_DIRECTION_.
Render every line from the one containing "Mark every instance of horse's head" through the end of the items as a JSON list of strings, one string per line, with blank lines omitted. Include no other lines.

_INPUT MATERIAL_.
###

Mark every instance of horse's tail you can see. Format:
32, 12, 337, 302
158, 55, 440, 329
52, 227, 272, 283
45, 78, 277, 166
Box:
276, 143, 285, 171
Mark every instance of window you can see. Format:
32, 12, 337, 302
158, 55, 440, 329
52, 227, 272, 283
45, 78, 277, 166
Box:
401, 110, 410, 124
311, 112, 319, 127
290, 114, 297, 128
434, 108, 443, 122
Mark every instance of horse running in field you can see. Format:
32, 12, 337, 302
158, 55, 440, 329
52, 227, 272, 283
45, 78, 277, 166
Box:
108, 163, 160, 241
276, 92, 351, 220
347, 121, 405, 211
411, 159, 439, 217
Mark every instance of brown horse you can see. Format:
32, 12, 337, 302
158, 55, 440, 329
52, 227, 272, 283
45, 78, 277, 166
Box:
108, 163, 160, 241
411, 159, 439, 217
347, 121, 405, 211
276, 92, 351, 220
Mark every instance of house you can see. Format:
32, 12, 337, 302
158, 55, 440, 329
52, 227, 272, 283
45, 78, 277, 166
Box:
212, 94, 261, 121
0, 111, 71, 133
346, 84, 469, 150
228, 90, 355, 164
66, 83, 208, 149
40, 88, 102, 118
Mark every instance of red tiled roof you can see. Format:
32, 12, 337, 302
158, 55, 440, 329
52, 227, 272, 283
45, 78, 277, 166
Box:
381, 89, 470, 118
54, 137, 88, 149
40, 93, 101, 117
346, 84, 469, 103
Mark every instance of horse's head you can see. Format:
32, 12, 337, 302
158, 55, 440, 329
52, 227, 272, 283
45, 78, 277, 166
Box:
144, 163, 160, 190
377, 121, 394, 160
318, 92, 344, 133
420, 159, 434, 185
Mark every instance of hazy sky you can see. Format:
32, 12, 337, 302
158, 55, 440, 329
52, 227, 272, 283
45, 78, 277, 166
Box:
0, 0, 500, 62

###

_EXERCISE SOLUTION_.
[
  "Mark every instance of horse's head you can see. Format:",
  "32, 12, 337, 302",
  "158, 55, 440, 329",
  "52, 227, 272, 283",
  "45, 78, 277, 166",
  "Box:",
  "144, 163, 160, 190",
  "377, 121, 394, 160",
  "318, 92, 344, 133",
  "420, 159, 434, 185",
  "Mark every instance of hazy sky you can see. Format:",
  "32, 12, 337, 302",
  "158, 55, 440, 329",
  "52, 227, 272, 283",
  "45, 78, 277, 166",
  "Box:",
  "0, 0, 500, 62"
]